[[ Information, beginning ]]

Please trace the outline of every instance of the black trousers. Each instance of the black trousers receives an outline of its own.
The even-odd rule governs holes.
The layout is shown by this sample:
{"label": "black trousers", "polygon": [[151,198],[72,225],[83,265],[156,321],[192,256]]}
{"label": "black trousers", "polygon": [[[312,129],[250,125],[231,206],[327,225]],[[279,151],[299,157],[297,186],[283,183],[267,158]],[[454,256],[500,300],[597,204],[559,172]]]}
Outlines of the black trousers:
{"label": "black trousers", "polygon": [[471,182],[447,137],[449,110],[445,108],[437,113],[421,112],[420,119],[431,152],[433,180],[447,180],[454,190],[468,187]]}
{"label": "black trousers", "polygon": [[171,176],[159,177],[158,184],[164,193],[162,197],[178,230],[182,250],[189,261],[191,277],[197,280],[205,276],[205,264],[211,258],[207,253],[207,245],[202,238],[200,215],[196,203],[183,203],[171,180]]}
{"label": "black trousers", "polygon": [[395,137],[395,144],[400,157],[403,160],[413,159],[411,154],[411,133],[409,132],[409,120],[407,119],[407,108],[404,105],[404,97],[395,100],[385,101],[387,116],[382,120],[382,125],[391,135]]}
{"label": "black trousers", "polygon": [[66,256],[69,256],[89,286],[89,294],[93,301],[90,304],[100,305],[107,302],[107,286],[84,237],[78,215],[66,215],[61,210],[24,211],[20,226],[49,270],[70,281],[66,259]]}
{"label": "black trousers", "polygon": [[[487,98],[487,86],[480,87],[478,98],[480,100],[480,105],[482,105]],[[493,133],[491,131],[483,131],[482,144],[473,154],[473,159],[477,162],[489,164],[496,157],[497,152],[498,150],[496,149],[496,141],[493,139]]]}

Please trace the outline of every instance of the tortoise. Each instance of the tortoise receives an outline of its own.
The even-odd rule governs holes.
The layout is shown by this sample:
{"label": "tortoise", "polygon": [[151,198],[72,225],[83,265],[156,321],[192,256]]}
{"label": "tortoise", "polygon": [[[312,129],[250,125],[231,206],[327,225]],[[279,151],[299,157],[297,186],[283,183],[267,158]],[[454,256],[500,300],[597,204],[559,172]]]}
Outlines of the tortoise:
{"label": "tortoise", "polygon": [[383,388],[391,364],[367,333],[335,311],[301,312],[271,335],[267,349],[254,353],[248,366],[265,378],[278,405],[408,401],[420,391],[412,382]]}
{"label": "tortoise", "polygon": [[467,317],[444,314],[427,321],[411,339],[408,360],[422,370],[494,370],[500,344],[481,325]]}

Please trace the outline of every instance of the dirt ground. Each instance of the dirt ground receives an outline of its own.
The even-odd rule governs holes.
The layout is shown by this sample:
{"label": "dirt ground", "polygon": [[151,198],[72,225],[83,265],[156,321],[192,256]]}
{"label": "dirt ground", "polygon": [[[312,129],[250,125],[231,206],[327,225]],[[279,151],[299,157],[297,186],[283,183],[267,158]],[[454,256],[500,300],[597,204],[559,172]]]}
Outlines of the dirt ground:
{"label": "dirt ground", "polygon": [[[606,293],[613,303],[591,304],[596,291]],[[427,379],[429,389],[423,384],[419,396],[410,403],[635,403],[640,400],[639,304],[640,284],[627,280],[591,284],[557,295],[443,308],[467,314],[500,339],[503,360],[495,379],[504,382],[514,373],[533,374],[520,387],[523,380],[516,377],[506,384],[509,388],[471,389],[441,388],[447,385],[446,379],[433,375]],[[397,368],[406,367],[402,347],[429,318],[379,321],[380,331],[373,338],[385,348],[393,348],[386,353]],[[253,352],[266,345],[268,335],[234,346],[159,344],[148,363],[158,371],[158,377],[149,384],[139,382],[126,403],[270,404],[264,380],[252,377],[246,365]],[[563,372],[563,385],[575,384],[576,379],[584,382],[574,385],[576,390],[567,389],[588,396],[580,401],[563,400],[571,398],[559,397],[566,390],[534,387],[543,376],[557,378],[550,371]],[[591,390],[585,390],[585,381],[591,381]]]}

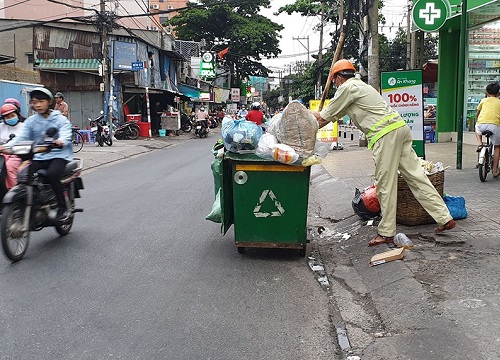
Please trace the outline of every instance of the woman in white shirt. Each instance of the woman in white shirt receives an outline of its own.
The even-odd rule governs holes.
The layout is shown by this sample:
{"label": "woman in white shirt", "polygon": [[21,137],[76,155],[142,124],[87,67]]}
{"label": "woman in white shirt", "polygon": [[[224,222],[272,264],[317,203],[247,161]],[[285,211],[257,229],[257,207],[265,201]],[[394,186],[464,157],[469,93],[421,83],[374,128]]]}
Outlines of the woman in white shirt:
{"label": "woman in white shirt", "polygon": [[[24,123],[20,121],[20,113],[14,104],[3,104],[0,108],[3,122],[0,123],[0,144],[5,144],[11,136],[21,133]],[[7,190],[17,184],[17,168],[21,164],[21,159],[15,155],[2,154],[5,159],[5,187]]]}

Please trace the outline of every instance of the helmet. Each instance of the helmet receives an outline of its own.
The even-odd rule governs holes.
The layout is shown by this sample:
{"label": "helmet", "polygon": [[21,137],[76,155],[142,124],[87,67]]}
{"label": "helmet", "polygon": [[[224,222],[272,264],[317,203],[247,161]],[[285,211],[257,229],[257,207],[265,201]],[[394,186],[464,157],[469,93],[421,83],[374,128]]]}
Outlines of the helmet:
{"label": "helmet", "polygon": [[12,114],[13,112],[17,112],[17,107],[14,104],[3,104],[0,108],[2,116]]}
{"label": "helmet", "polygon": [[3,102],[4,104],[12,104],[12,105],[15,105],[17,107],[17,109],[21,109],[21,103],[17,100],[17,99],[14,99],[14,98],[8,98],[8,99],[5,99],[5,101]]}
{"label": "helmet", "polygon": [[30,99],[36,98],[38,100],[49,100],[53,101],[54,100],[54,95],[50,92],[49,89],[46,89],[44,87],[38,87],[34,88],[33,90],[30,91]]}
{"label": "helmet", "polygon": [[259,109],[260,108],[260,103],[258,101],[252,103],[252,109]]}
{"label": "helmet", "polygon": [[64,99],[64,95],[62,92],[58,91],[56,92],[56,94],[54,95],[55,98],[61,98],[61,99]]}
{"label": "helmet", "polygon": [[355,72],[356,68],[349,60],[340,59],[335,64],[333,64],[332,76],[336,74],[340,75],[354,74]]}
{"label": "helmet", "polygon": [[205,111],[205,108],[202,106],[202,107],[200,108],[200,110],[201,110],[201,111]]}

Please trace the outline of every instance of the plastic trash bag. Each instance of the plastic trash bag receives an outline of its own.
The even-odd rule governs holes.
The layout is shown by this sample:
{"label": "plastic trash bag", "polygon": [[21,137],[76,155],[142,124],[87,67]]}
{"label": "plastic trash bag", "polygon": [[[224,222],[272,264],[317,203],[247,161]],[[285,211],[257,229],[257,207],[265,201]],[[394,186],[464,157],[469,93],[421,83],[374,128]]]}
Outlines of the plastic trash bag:
{"label": "plastic trash bag", "polygon": [[[368,188],[369,189],[369,188]],[[378,211],[370,211],[364,201],[363,201],[363,192],[361,192],[358,188],[354,193],[354,198],[352,199],[352,209],[354,213],[358,215],[363,220],[373,219],[380,215],[380,208]]]}
{"label": "plastic trash bag", "polygon": [[263,159],[276,160],[283,164],[293,164],[299,155],[290,146],[279,144],[274,135],[265,133],[261,136],[255,155]]}
{"label": "plastic trash bag", "polygon": [[248,154],[255,152],[262,128],[252,121],[224,118],[221,133],[227,151]]}
{"label": "plastic trash bag", "polygon": [[210,214],[205,217],[205,220],[213,221],[214,223],[222,223],[222,207],[220,206],[220,189],[217,191],[217,195],[215,195],[215,201],[212,205],[212,210]]}
{"label": "plastic trash bag", "polygon": [[465,208],[465,199],[463,197],[445,195],[443,196],[443,200],[454,220],[465,219],[467,217],[467,209]]}

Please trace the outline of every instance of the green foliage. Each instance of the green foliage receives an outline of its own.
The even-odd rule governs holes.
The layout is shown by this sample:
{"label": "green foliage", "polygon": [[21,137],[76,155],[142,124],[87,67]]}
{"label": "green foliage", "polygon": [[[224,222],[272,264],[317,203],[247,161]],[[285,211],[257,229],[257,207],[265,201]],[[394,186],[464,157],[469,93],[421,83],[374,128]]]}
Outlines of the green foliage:
{"label": "green foliage", "polygon": [[232,86],[238,86],[248,76],[268,76],[269,69],[260,60],[281,53],[279,32],[283,26],[259,14],[260,8],[269,4],[269,0],[202,0],[188,3],[188,9],[169,24],[179,39],[205,40],[207,50],[229,47],[222,63],[233,75]]}

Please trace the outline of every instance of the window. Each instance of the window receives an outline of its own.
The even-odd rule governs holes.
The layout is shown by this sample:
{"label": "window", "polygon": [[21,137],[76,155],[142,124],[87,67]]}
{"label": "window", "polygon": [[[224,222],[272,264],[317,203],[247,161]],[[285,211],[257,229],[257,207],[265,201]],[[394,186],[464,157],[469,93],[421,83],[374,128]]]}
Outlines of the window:
{"label": "window", "polygon": [[173,7],[172,5],[168,5],[168,6],[167,6],[167,9],[168,9],[168,10],[173,10],[173,9],[174,9],[174,7]]}

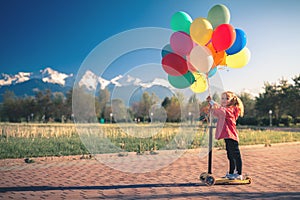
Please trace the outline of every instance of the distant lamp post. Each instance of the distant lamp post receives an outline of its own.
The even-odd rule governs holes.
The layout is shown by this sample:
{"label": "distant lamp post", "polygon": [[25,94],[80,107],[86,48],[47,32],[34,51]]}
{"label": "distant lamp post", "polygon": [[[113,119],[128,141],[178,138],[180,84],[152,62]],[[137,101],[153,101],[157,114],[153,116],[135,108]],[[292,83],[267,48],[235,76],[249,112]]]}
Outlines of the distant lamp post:
{"label": "distant lamp post", "polygon": [[150,113],[150,120],[151,120],[151,123],[153,122],[153,112]]}
{"label": "distant lamp post", "polygon": [[113,117],[113,114],[110,113],[109,116],[110,116],[110,123],[112,123],[112,117]]}
{"label": "distant lamp post", "polygon": [[270,126],[272,126],[272,110],[269,110],[269,117],[270,117]]}
{"label": "distant lamp post", "polygon": [[192,124],[192,113],[191,112],[189,112],[189,119],[190,119],[190,122]]}

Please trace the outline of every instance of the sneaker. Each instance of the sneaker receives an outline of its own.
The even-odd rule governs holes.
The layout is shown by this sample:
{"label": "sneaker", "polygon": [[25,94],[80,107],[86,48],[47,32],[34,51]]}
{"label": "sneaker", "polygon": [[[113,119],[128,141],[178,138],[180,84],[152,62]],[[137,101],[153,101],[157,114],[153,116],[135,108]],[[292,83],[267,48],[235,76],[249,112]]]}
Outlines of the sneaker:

[[ Information, end ]]

Search the entries for the word "sneaker" and pick out every line that holds it.

Please trace the outline of every instance of the sneaker. Each instance of the sneaker receives an outline of its own.
{"label": "sneaker", "polygon": [[25,94],[80,107],[86,48],[47,32],[34,51]]}
{"label": "sneaker", "polygon": [[[113,119],[128,141],[178,138],[180,84],[152,62]],[[137,101],[153,101],[157,114],[153,116],[135,108]],[[292,83],[267,48],[235,76],[249,112]]]}
Outlines of the sneaker:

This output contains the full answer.